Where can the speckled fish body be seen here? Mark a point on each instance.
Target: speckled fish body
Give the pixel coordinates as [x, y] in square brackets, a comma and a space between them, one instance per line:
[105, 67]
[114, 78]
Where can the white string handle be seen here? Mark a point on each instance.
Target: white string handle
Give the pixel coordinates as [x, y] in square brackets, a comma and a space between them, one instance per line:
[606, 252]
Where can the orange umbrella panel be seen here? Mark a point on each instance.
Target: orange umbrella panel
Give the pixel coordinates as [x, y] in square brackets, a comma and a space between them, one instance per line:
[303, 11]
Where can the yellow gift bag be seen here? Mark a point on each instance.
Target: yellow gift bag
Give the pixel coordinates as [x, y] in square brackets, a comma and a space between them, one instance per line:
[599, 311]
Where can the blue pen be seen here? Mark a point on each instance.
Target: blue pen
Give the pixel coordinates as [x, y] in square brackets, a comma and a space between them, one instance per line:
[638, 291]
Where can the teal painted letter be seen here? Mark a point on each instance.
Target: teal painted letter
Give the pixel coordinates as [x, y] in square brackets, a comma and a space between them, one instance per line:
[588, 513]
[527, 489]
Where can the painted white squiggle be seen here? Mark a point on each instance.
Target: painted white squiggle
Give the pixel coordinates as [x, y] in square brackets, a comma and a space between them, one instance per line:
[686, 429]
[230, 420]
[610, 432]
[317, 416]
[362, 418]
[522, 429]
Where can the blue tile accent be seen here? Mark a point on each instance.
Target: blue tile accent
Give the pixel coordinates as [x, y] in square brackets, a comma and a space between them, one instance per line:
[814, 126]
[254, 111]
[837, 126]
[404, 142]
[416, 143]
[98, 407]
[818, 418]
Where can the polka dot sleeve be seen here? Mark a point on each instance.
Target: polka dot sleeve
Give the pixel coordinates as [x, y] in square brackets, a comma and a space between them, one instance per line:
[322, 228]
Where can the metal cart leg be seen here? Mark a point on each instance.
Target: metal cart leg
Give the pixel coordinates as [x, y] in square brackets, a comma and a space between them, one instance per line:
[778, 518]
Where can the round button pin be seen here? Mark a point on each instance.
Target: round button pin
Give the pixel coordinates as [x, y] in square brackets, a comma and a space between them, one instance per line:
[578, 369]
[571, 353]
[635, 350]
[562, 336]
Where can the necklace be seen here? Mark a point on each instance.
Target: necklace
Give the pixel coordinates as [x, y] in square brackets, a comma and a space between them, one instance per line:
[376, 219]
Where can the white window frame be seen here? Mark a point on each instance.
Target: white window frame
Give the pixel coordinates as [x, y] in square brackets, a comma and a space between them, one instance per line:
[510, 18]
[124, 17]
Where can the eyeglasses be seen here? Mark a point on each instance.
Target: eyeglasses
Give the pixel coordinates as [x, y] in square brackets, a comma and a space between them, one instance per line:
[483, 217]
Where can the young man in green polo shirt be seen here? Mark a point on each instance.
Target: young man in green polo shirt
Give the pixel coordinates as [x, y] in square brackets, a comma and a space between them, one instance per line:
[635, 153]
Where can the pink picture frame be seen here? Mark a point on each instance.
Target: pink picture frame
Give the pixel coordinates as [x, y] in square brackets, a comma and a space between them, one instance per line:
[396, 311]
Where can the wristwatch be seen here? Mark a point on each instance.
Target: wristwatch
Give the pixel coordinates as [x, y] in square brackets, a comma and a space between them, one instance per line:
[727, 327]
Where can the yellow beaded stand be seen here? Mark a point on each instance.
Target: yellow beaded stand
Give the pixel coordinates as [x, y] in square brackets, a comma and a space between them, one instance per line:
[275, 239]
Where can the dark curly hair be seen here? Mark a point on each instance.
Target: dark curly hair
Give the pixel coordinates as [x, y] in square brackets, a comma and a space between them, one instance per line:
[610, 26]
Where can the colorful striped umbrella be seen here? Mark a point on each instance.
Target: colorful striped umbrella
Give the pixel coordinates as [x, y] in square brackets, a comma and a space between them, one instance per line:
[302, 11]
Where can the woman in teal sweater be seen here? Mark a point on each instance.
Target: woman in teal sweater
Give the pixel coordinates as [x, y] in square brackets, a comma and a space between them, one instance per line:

* Task instructions: Copy out every line from the one containing "Where can the young" through the end of the rows, requests included, and raise each pixel coordinate in the answers by 140.

* Solution for this exercise:
Where can the young man in green polo shirt be seen here? Mark a point on each instance.
Target: young man in green polo shirt
Give the pixel coordinates as [x, y] in square brackets, a comma and a space between them, one instance per line:
[775, 293]
Where can the pink picture frame be seen here? Mark a point on each instance.
Target: pink picture frame
Give the pixel coordinates as [x, y] in square brackets, a comma and a space between them, one instance per line:
[536, 451]
Where can the wristwatch be seen here? Mark a point on each instance.
Target: wristwatch
Give the pixel coordinates as [x, y] in square brackets, a comma and a space between them, one instance per line:
[867, 467]
Where can the yellow beaded stand be seen here? Mark a point on each instance.
Target: yellow beaded stand
Give the pixel coordinates as [x, y] in square brackets, a comma and a space between them, one instance per line:
[415, 379]
Where can the dark curly hair be seen here? Mark a point on each instance.
Target: dark curly hair
Give the pixel coordinates as [x, y] in square brackets, a comma and a space between them, one instance per line:
[750, 166]
Where can the colorful striped umbrella be seen here? Mark a point on each instance.
Target: colorful striped umbrella
Give the pixel coordinates as [x, y] in square brackets, a comma and a space between them, one instance per line:
[442, 151]
Where can the woman in teal sweater be seen here? Mark a point on each instance.
Target: woman in teal sweater
Give the pixel coordinates as [x, y] in square brackets, a comma and a space between them, one instance per line:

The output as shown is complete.